— START RECORDED DATA —

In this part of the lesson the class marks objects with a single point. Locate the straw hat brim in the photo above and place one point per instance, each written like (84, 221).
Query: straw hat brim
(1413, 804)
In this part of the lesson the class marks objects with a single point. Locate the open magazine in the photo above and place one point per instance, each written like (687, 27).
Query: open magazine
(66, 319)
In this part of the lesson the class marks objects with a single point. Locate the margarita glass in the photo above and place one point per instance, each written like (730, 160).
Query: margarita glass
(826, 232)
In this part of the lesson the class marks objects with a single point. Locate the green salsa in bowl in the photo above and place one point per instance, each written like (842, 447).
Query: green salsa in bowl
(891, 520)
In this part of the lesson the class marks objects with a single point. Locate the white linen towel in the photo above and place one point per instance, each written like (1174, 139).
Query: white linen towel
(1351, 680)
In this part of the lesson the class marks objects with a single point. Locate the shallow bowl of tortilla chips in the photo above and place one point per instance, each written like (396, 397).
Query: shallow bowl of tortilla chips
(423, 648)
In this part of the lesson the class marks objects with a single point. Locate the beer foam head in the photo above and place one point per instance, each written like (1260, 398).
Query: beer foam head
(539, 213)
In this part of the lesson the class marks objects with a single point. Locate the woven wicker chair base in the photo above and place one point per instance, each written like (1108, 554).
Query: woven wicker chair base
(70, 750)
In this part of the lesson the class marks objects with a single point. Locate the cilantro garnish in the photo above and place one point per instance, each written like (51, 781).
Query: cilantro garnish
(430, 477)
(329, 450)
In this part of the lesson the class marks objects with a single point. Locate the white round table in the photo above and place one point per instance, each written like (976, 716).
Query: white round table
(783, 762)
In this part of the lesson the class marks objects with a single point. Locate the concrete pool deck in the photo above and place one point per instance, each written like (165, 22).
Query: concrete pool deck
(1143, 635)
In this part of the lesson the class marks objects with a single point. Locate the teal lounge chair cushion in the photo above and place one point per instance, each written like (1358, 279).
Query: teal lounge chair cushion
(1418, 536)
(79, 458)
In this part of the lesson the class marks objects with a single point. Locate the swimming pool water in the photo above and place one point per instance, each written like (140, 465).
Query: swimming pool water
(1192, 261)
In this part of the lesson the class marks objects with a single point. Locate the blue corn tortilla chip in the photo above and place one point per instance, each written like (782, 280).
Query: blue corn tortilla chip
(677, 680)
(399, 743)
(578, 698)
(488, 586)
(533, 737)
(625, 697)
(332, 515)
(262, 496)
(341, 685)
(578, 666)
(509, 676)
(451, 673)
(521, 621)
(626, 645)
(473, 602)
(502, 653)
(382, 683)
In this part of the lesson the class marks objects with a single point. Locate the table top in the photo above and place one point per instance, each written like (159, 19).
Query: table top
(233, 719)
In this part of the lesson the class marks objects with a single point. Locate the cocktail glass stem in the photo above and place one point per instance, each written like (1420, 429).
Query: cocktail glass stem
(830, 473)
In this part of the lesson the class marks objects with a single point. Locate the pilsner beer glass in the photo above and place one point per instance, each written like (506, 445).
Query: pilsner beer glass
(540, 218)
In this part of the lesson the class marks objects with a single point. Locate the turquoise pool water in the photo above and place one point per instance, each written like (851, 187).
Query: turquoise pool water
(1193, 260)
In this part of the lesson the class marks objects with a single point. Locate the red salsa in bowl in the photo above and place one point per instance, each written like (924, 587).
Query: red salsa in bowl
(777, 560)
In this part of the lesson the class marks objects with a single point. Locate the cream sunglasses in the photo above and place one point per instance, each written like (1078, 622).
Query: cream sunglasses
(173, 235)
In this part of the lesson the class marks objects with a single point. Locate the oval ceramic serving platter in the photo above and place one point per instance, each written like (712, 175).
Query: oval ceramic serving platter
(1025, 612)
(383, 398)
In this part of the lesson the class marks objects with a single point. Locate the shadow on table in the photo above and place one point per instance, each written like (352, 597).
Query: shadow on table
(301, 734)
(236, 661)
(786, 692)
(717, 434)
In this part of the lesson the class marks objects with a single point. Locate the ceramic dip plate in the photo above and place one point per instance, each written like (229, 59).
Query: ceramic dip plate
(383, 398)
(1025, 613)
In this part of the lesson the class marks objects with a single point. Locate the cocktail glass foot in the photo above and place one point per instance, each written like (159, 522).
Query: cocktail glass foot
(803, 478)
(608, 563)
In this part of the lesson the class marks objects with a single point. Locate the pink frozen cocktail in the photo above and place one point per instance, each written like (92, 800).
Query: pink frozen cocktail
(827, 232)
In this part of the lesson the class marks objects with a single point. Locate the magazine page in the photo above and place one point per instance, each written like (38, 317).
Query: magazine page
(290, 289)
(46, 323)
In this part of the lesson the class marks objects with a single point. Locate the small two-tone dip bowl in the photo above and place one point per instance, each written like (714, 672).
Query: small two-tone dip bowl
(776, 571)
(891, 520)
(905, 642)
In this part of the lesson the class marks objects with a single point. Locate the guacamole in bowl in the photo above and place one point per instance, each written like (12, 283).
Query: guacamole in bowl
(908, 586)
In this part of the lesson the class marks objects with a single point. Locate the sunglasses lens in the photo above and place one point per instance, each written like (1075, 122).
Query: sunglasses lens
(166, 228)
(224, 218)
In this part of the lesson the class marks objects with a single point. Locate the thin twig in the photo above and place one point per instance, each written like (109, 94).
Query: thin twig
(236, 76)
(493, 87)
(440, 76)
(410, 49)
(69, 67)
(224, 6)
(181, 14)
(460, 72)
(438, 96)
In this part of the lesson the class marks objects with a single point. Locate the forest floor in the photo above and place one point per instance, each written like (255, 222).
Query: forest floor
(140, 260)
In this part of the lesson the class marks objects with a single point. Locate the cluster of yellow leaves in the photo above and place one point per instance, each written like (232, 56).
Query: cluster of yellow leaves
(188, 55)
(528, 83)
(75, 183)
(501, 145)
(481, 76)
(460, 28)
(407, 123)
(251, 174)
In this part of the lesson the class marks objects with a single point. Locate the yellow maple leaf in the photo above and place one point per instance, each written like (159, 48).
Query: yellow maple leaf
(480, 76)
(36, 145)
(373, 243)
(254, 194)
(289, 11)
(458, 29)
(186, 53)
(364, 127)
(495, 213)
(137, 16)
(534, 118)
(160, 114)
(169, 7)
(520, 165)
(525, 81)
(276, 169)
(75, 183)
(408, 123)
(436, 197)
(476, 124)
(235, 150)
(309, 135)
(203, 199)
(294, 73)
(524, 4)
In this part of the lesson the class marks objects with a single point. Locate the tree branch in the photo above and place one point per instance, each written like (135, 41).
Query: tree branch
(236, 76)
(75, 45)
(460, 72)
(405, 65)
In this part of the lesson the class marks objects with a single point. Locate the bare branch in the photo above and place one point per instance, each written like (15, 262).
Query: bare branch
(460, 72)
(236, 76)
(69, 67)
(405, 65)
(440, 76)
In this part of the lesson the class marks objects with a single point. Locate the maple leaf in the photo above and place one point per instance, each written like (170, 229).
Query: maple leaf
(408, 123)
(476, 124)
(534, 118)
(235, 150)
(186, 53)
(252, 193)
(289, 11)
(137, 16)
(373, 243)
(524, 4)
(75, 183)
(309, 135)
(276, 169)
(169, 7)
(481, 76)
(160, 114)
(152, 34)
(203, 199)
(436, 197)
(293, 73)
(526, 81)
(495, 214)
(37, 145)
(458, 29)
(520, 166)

— END RECORDED DATA —

§ **PROBLEM TO SOLVE**
Output each record precisely as given.

§ **SOLUTION FOR THIS PROBLEM**
In this part of the lesson the class marks objects with a single point. Locate the straw hat brim in the photo above and place one point per instance, each written like (84, 221).
Query: straw hat brim
(1413, 804)
In this part of the lesson the class marks objects with a single point. Locate the open magazine in the photo above and place one point per instance, each written like (687, 27).
Query: open magazine
(66, 319)
In this part of the lesson the class marks objects with a single point. Locate the margarita glass in the photo above and place one point per instance, each written like (730, 160).
Query: margarita glass
(826, 232)
In this part of the lesson the class marks objects with a single point. Locate the green salsa in bowl in the photo above and place one point per instance, each written like (842, 447).
Query: green salsa in bowl
(891, 520)
In this part of the lesson the class marks objects with a single point. Locate the white linen towel in the photo above and place one point per instance, each written like (1174, 139).
Query: white linen towel
(1351, 680)
In this part of the lesson the class marks objects with a single point. Locate the shallow bowl of tortilla chips in the photo above and place one point per instance, each written like (396, 397).
Query: shallow bowl of tortilla chips
(423, 648)
In this part of the lesson the class marks objects with a single point. Locate the beer foam head in the photo above and place one point per instance, each written like (1260, 398).
Query: beer foam head
(539, 213)
In this part of the lesson the class marks objects with a single point. Locate the woven wicker chair base in the photo above and place one point per instance, each written like (1108, 554).
Query: woven wicker chair base
(70, 750)
In this part of the lesson the class marks objects with a single point. Locate the cilantro garnish in the photo above and place one point per instance, each written like (51, 781).
Query: cilantro garnish
(430, 477)
(329, 450)
In this part of the lesson the class marks objects with a single point. Locate the white round table in the photo above and place one point per instance, each written like (976, 716).
Query: white round table
(783, 762)
In this part of the lesson the class marks objects with a single point. Locate the concrete pool deck in the photo above and place one point per instance, each written like (165, 22).
Query: concrete pool deck
(1143, 635)
In this part of the lesson the class marks objects with a single point. Locate the teal lounge chair cushion in the photo above and place one point per instance, each written like (1358, 279).
Query: teal lounge chair cushion
(1418, 536)
(79, 458)
In this part of the lesson the class marks objects with a single point. Locate the swimming pool water in the photo above and place one point per instance, each written like (140, 465).
Query: swimming pool water
(1192, 261)
In this part of the lesson the class marks objects with a single point. Locate the blue corn tortilla chip in the photo above and place one point per instance, each written like (782, 280).
Query: blue corn tortilla chip
(677, 680)
(399, 743)
(578, 698)
(488, 586)
(533, 737)
(625, 697)
(332, 515)
(262, 496)
(341, 685)
(578, 666)
(509, 676)
(451, 673)
(521, 621)
(626, 645)
(473, 602)
(502, 653)
(382, 683)
In this part of the lesson the class marks objects with a single point. Locate the table top in the photo above and place one point per instance, each written like (159, 19).
Query: table top
(233, 719)
In this part of the lesson the class marks objects with a single point. Locate the cocktail glass stem in the photo above and place one point per instance, each written like (1420, 429).
Query: cocktail glass stem
(830, 473)
In this part of the lesson the class marks objects with a single point. Locate the pilsner beer glass in the photo above and place one point per instance, each written like (506, 445).
Query: pilsner beer glass
(540, 218)
In this part of the lesson the class marks objects with a single point. Locate the turquoise pool water in the photo above and place one point per instance, each written like (851, 187).
Query: turquoise pool water
(1193, 260)
In this part of the lesson the class marks objects with a single point. Locate the red salsa in bowl in the photo above and place one point per instance, each written like (924, 587).
Query: red salsa in bowl
(777, 560)
In this part of the lesson the class marks objects with a single point. Locate the cream sunglasses in the photo above and place one point per instance, each written like (1078, 622).
Query: cream sunglasses
(173, 235)
In this part of the lesson the class marks objects with a single point. Locate the oval ceramic serving platter in the photo above and place one point per instance, each written like (712, 175).
Query: oval ceramic serving platter
(1025, 612)
(383, 398)
In this part of the lesson the class marks objects with a single point. Locate the shadow on table in the photo above and place one point per instance, each written like (352, 597).
Query: shadow on table
(301, 734)
(236, 661)
(786, 692)
(717, 434)
In this part of the lesson the class marks objects with a single point. Locate the ceramic dip plate in the photo above and place one point per instance, each written like (229, 59).
Query: ceramic dip plate
(383, 398)
(1025, 613)
In this part of the lesson the class marks objects with a single point. Locate the cocktail glass foot in the photo above and place one point per instance, each written like (159, 522).
Query: cocktail glass foot
(803, 478)
(608, 563)
In this part of the lesson the class marks objects with a single point. Locate the pink frozen cocktail in the photo above and place one point per instance, each written like (92, 800).
Query: pink frozen cocktail
(827, 232)
In this part of the lesson the class marks objects with a single point. Locate the magazine page in the photo above and place one point per instance, each written like (38, 317).
Query: magazine page
(290, 289)
(46, 323)
In this part of the lesson the class marks objects with a single point. Locate the small two-tone dip bowl in the photo above and place one point per instance, each written like (714, 672).
Query: small two-tone dip bowl
(776, 571)
(891, 520)
(905, 642)
In this part of the lesson the class marks objects with a single point. Locate the guacamole in bowl in the photo above and place one point per instance, each written like (12, 283).
Query: guacamole in bowl
(908, 586)
In this part of the lesson the class marks objects with a single point. Locate the sunglasses lens in the photo above and place one point per instance, each written like (1075, 122).
Query: sunglasses lens
(166, 228)
(224, 218)
In this part of the lesson the class marks objects with a single point. Locate the thin twig in the photo above and place one point per instance, each written like (109, 94).
Query: thin twig
(236, 76)
(493, 87)
(440, 76)
(410, 49)
(69, 67)
(224, 6)
(181, 14)
(460, 72)
(438, 96)
In this part of the lesson the class marks objects with a single point. Locate the forest floor in the photo above and place one point per instance, each written like (255, 222).
Query: forest floor
(140, 260)
In this part of the lesson the class marks objects with a single point. Locate the cluster of yellow leaves in the photo above and place one point per instance, each written like (232, 56).
Query: cluster of yellow leaves
(188, 55)
(528, 83)
(75, 183)
(501, 145)
(481, 76)
(460, 28)
(407, 123)
(251, 174)
In this part of the lesson the class marks objects with a single point. Locate the yellow maple leaf in the photo above and place one point per instance, each written like (159, 48).
Query: yellow maple leaf
(480, 76)
(36, 145)
(373, 243)
(254, 194)
(289, 11)
(458, 29)
(186, 53)
(364, 127)
(495, 213)
(137, 16)
(534, 118)
(160, 114)
(169, 7)
(520, 165)
(525, 81)
(276, 169)
(75, 183)
(408, 123)
(436, 197)
(476, 124)
(235, 150)
(309, 135)
(203, 199)
(294, 73)
(524, 4)
In this part of the lesson the class marks objects with a single point. Locate the tree branch in the photo above and place one point per instance, each written like (135, 41).
Query: tree branch
(236, 76)
(75, 45)
(460, 72)
(405, 65)
In this part of the lesson the class marks objects with a single point. Locate the bare branch in the photo above and place one point per instance, each written like (15, 262).
Query: bare branch
(460, 72)
(236, 76)
(69, 67)
(405, 65)
(440, 76)
In this part of the lesson the class marks objects with a single point. Locate the maple leaf in the photo above and place one point per instance, each written like (170, 229).
Query: maple leaf
(408, 123)
(476, 124)
(534, 118)
(235, 150)
(186, 53)
(252, 193)
(289, 11)
(137, 16)
(373, 243)
(524, 4)
(75, 183)
(309, 135)
(276, 169)
(169, 7)
(481, 76)
(160, 114)
(152, 34)
(203, 199)
(436, 197)
(293, 73)
(526, 81)
(495, 214)
(37, 145)
(458, 29)
(520, 166)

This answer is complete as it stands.